**Data for this task**
################
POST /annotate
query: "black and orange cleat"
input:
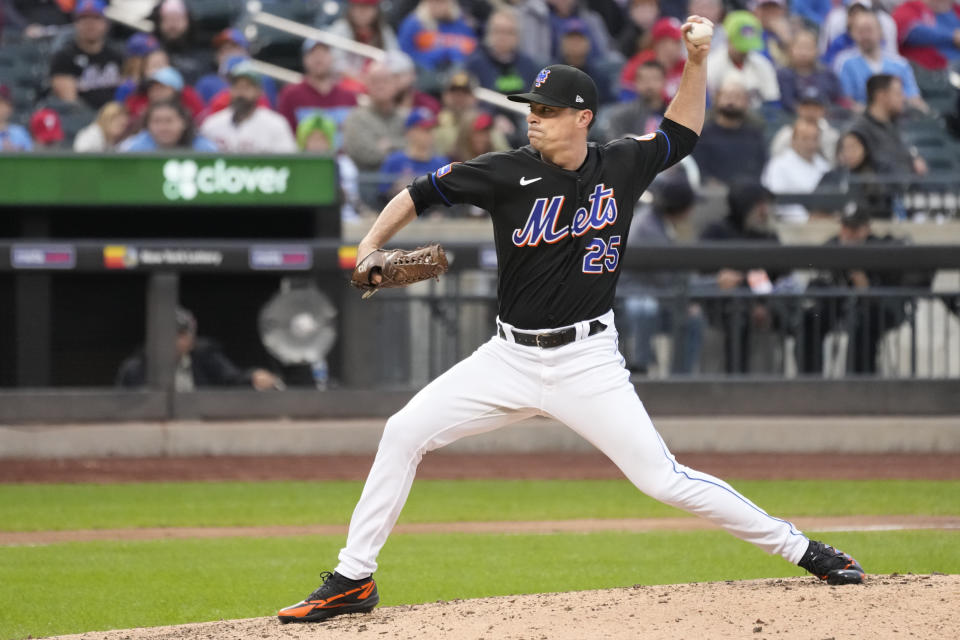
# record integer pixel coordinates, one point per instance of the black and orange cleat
(336, 596)
(830, 564)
################
**Job**
Transcribe all of the material exactly, leaving out whatever pictures it contains.

**Reply**
POST /annotate
query: "black and orange cleat"
input:
# record integer pixel coordinates, one point per instance of the black and orange cleat
(336, 596)
(830, 564)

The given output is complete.